● Task description: What you give back should be only the lines from the one holding "Target: billboard" through the final line of the records, each reproduced exactly.

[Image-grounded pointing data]

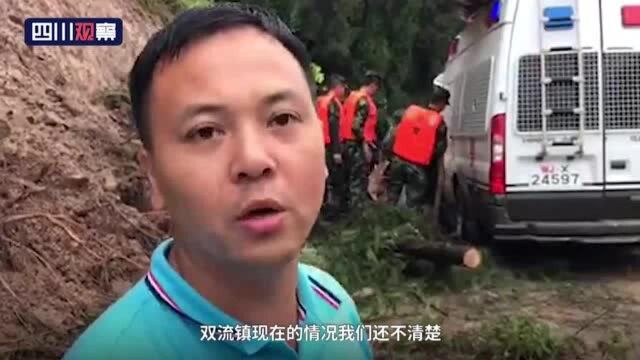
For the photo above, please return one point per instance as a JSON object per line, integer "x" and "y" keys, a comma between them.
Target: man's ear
{"x": 156, "y": 197}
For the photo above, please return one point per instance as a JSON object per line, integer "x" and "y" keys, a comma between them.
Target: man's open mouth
{"x": 260, "y": 209}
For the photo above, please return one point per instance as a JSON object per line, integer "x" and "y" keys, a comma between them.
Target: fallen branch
{"x": 442, "y": 252}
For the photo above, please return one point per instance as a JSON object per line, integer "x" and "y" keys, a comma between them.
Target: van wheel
{"x": 466, "y": 226}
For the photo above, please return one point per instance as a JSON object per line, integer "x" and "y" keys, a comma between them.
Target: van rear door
{"x": 620, "y": 28}
{"x": 563, "y": 176}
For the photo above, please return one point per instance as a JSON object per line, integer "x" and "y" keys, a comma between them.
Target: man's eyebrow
{"x": 279, "y": 96}
{"x": 197, "y": 109}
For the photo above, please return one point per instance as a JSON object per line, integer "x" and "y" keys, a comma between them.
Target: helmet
{"x": 439, "y": 82}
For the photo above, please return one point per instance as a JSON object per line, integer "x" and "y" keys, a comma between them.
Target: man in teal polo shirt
{"x": 234, "y": 152}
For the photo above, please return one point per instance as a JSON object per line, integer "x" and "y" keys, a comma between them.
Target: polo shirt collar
{"x": 183, "y": 299}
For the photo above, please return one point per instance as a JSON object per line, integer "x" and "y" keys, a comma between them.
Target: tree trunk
{"x": 442, "y": 253}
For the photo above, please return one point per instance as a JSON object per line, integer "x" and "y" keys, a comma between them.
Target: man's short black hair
{"x": 336, "y": 80}
{"x": 191, "y": 26}
{"x": 373, "y": 77}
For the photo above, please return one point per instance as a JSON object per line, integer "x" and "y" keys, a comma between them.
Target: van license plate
{"x": 555, "y": 175}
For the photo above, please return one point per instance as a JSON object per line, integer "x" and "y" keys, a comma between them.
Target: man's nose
{"x": 251, "y": 160}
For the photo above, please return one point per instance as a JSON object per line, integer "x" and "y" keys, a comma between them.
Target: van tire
{"x": 466, "y": 225}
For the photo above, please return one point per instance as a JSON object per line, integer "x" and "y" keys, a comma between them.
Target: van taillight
{"x": 497, "y": 174}
{"x": 453, "y": 48}
{"x": 631, "y": 15}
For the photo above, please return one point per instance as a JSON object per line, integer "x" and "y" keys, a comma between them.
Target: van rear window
{"x": 631, "y": 15}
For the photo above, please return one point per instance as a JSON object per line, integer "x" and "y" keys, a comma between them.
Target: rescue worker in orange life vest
{"x": 358, "y": 134}
{"x": 414, "y": 149}
{"x": 329, "y": 108}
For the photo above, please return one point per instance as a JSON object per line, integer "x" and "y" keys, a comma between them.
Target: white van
{"x": 544, "y": 122}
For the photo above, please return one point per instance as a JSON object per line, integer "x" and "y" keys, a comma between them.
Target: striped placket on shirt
{"x": 155, "y": 287}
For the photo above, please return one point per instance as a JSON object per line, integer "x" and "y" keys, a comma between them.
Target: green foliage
{"x": 521, "y": 338}
{"x": 404, "y": 40}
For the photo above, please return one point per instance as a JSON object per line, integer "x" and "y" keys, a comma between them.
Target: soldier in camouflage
{"x": 329, "y": 108}
{"x": 418, "y": 181}
{"x": 359, "y": 120}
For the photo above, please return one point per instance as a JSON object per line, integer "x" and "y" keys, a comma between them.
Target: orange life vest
{"x": 349, "y": 114}
{"x": 415, "y": 136}
{"x": 322, "y": 107}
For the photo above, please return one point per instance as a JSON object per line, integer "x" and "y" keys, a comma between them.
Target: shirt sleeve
{"x": 358, "y": 349}
{"x": 334, "y": 127}
{"x": 441, "y": 140}
{"x": 362, "y": 113}
{"x": 387, "y": 143}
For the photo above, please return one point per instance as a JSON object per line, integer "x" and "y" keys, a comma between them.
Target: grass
{"x": 165, "y": 9}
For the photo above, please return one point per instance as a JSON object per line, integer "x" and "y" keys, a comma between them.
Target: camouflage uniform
{"x": 335, "y": 182}
{"x": 419, "y": 181}
{"x": 355, "y": 156}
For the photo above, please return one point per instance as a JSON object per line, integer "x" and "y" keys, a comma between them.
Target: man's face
{"x": 373, "y": 88}
{"x": 439, "y": 106}
{"x": 234, "y": 126}
{"x": 340, "y": 91}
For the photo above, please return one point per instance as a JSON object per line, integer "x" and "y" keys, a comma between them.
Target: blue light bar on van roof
{"x": 558, "y": 18}
{"x": 496, "y": 9}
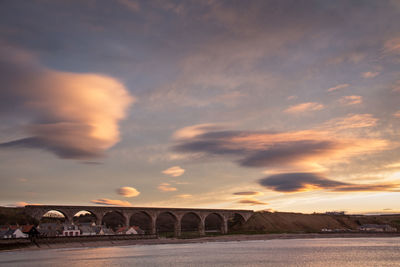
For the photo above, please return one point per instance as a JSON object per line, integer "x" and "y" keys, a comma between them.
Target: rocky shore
{"x": 27, "y": 245}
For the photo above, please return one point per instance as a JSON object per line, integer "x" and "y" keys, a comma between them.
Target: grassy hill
{"x": 287, "y": 222}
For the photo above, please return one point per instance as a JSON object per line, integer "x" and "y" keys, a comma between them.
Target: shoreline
{"x": 161, "y": 241}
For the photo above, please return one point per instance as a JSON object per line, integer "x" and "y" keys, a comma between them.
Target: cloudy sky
{"x": 278, "y": 105}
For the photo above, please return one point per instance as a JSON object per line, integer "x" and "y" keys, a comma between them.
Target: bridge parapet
{"x": 37, "y": 211}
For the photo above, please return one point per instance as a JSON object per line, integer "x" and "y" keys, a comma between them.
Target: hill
{"x": 287, "y": 222}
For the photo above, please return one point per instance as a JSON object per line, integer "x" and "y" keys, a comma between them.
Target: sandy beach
{"x": 225, "y": 238}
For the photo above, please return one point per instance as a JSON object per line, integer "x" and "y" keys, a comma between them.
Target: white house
{"x": 14, "y": 233}
{"x": 71, "y": 230}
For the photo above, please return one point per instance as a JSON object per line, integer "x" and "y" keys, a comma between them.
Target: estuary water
{"x": 338, "y": 252}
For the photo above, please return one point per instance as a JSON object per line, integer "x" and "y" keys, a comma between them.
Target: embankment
{"x": 287, "y": 222}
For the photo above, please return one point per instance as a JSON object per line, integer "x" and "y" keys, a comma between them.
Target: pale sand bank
{"x": 225, "y": 238}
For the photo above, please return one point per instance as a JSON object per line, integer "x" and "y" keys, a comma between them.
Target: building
{"x": 71, "y": 230}
{"x": 126, "y": 230}
{"x": 50, "y": 229}
{"x": 30, "y": 230}
{"x": 13, "y": 233}
{"x": 377, "y": 228}
{"x": 88, "y": 229}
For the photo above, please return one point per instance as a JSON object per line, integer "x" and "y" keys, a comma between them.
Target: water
{"x": 290, "y": 252}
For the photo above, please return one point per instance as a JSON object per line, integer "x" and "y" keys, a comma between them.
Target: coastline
{"x": 224, "y": 238}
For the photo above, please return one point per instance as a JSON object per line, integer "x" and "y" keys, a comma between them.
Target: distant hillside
{"x": 286, "y": 222}
{"x": 12, "y": 216}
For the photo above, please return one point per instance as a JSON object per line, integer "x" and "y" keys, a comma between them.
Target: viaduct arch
{"x": 37, "y": 212}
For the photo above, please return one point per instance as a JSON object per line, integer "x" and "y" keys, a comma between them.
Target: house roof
{"x": 26, "y": 228}
{"x": 122, "y": 229}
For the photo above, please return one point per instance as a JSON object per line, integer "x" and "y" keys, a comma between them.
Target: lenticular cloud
{"x": 72, "y": 115}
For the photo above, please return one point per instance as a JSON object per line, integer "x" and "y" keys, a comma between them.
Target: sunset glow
{"x": 278, "y": 105}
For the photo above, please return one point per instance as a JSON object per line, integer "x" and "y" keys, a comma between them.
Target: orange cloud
{"x": 73, "y": 115}
{"x": 304, "y": 107}
{"x": 22, "y": 204}
{"x": 166, "y": 187}
{"x": 247, "y": 193}
{"x": 302, "y": 181}
{"x": 111, "y": 202}
{"x": 174, "y": 171}
{"x": 337, "y": 87}
{"x": 184, "y": 196}
{"x": 306, "y": 149}
{"x": 392, "y": 45}
{"x": 127, "y": 191}
{"x": 352, "y": 121}
{"x": 351, "y": 100}
{"x": 252, "y": 202}
{"x": 370, "y": 74}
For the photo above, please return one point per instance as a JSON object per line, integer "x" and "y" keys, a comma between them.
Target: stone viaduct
{"x": 37, "y": 212}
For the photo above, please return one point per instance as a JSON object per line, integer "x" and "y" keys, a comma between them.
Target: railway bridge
{"x": 152, "y": 215}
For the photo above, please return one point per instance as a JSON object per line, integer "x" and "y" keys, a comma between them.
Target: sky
{"x": 261, "y": 105}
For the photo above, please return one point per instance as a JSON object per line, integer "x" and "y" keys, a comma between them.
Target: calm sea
{"x": 338, "y": 252}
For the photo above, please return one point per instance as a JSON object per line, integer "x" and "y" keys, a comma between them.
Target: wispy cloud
{"x": 352, "y": 121}
{"x": 247, "y": 193}
{"x": 111, "y": 202}
{"x": 174, "y": 171}
{"x": 22, "y": 204}
{"x": 127, "y": 191}
{"x": 297, "y": 182}
{"x": 351, "y": 100}
{"x": 304, "y": 107}
{"x": 252, "y": 202}
{"x": 130, "y": 5}
{"x": 82, "y": 130}
{"x": 370, "y": 74}
{"x": 337, "y": 87}
{"x": 184, "y": 196}
{"x": 396, "y": 86}
{"x": 392, "y": 45}
{"x": 166, "y": 187}
{"x": 298, "y": 148}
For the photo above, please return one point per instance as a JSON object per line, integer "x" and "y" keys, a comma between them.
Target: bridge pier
{"x": 202, "y": 226}
{"x": 37, "y": 211}
{"x": 153, "y": 228}
{"x": 224, "y": 225}
{"x": 178, "y": 228}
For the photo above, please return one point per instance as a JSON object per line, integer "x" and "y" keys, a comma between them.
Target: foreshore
{"x": 222, "y": 238}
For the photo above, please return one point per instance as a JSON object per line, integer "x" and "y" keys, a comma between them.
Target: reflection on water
{"x": 295, "y": 252}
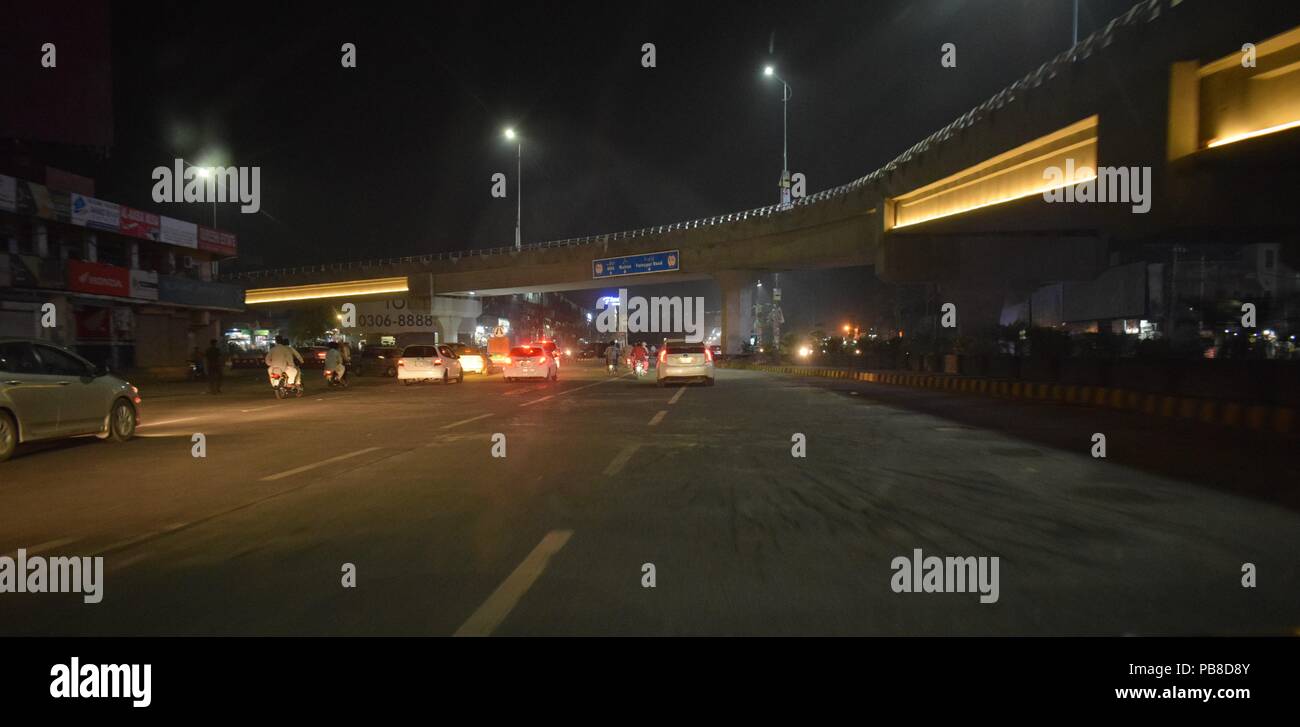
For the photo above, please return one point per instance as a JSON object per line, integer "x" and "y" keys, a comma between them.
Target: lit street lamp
{"x": 207, "y": 172}
{"x": 785, "y": 163}
{"x": 519, "y": 182}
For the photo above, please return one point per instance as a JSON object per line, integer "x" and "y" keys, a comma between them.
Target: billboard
{"x": 217, "y": 241}
{"x": 98, "y": 278}
{"x": 91, "y": 212}
{"x": 177, "y": 232}
{"x": 646, "y": 263}
{"x": 31, "y": 271}
{"x": 178, "y": 289}
{"x": 34, "y": 199}
{"x": 138, "y": 223}
{"x": 395, "y": 315}
{"x": 144, "y": 284}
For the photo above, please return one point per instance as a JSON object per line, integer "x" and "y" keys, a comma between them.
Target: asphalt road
{"x": 602, "y": 476}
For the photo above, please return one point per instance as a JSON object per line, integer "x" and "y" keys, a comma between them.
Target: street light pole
{"x": 787, "y": 94}
{"x": 519, "y": 187}
{"x": 519, "y": 194}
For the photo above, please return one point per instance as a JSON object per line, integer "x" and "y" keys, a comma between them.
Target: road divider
{"x": 1260, "y": 418}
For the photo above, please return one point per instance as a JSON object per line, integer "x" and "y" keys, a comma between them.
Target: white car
{"x": 427, "y": 362}
{"x": 472, "y": 360}
{"x": 680, "y": 360}
{"x": 531, "y": 362}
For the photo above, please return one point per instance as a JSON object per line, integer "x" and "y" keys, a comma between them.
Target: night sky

● Your solution:
Target: billboard
{"x": 217, "y": 241}
{"x": 98, "y": 278}
{"x": 91, "y": 212}
{"x": 177, "y": 232}
{"x": 646, "y": 263}
{"x": 31, "y": 271}
{"x": 178, "y": 289}
{"x": 34, "y": 199}
{"x": 138, "y": 223}
{"x": 395, "y": 315}
{"x": 144, "y": 284}
For the photo above, please return one point per instance as a JSON object per line, integer "x" and "y" keys, a comma between them.
Target: asphalt road
{"x": 602, "y": 476}
For the photo above, please return one point per instance as a JSON object per line, integer "x" and "y" keys, a comma between them.
Target: street light pole
{"x": 787, "y": 94}
{"x": 519, "y": 187}
{"x": 519, "y": 194}
For the photo above, please return one point per instance as a JSON object per line, integer "x" and "y" keys, a comma between them.
Target: road divider
{"x": 1260, "y": 418}
For the photo above, please return one point per instance as a JSON object per line, integer "x" and "y" keys, a comma between them.
Target: white car
{"x": 427, "y": 362}
{"x": 472, "y": 360}
{"x": 680, "y": 360}
{"x": 531, "y": 362}
For the photo above, please return one point per instance as a JSON object per line, integer "x" and "y" keys, a comma between them.
Target: night sky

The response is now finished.